Input material:
* START *
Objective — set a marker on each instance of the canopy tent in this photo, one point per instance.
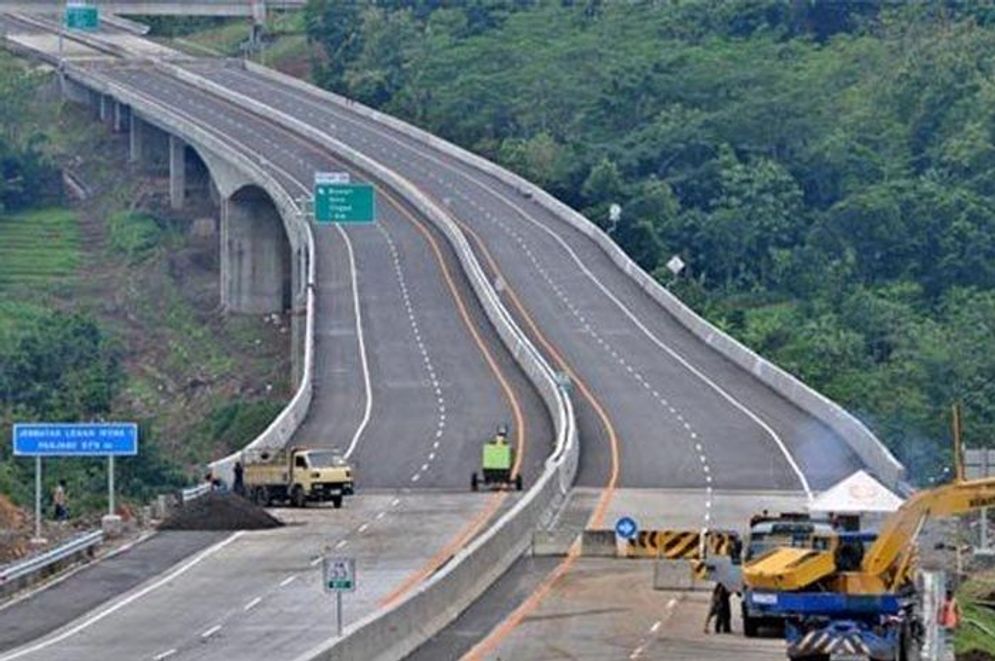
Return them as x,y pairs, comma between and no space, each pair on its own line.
857,494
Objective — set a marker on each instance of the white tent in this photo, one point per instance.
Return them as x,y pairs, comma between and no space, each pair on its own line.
857,494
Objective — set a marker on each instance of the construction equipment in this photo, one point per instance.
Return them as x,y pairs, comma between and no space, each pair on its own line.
498,462
297,476
854,593
767,532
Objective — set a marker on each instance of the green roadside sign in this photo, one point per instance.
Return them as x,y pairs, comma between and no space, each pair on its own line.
82,17
336,202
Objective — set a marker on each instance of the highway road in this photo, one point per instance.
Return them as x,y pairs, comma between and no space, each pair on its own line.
657,407
684,415
410,379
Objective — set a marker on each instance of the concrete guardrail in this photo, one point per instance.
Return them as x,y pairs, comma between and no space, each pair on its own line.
863,442
16,576
172,121
397,631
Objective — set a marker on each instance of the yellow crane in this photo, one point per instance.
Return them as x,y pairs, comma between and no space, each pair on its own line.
854,593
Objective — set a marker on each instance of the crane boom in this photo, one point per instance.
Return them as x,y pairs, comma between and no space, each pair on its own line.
882,568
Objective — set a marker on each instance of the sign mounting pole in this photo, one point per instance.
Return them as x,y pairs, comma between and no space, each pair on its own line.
38,497
110,484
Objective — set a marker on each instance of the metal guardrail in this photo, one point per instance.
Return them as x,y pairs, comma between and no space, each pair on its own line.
193,493
44,560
* END *
Problem to work on:
Can you format every line of the entries above as a JSON list of strings, one string per line, with blank lines skipped and any picture left out?

Task output:
[
  "Objective — set a marker on each instance of the canopy tent in this photo, one point per instance.",
  "Return them as x,y pairs, comma between and no space, each pair on its own line.",
  "857,494",
  "Objective — set a marker on each instance of the white tent in this photo, one point per instance.",
  "Return them as x,y pairs, comma between and no space, each pair on its own line.",
  "857,494",
  "Objective — set a marker on each instance of the construction equipment in this photo, one point per instance.",
  "Return them as x,y pairs, comma between and no space, each pair on its own line.",
  "498,462",
  "297,476",
  "854,593",
  "767,532",
  "Objective — set a marker on each instance of the green roadside sign in this photo, one point per instance.",
  "Return them as x,y pairs, comma between and no space, each pair on its own line.",
  "82,17",
  "336,202",
  "Objective — set a marker on each instance of the highway road in this photo, one point per instance.",
  "Return them as x,y pairs, comma between and no space, each pair on its own line.",
  "657,407",
  "684,415",
  "410,379",
  "Objective — set a marker on each instance of the concrete guardrail in this photo, one point per instance.",
  "Return them as x,y pairs, comma between and no space, each pair on its own line.",
  "863,442",
  "16,576",
  "172,121",
  "397,631",
  "Objective — set a marker on each instance of the yellow crane in this photo, one point per instance.",
  "Return them as x,y pairs, comma between and no space, each pair on its own line.",
  "854,593",
  "Objective — set a marker on each instance of the crane boom in this photo, one point per instance.",
  "Return them as x,y pairs, comma between and no space, each pair on its own line.",
  "882,568",
  "Objective — set a marker on each instance of the sign mounting pole in this photo, one point per instance.",
  "Return them as x,y pairs, comma between and no space, each pair on its own line.",
  "38,497",
  "110,484",
  "Objective — set a marker on each instance of the metal guardrail in this photo, one point per instance.",
  "Return them as x,y pairs, comma between and no space, each pair on its own line.",
  "193,493",
  "44,560"
]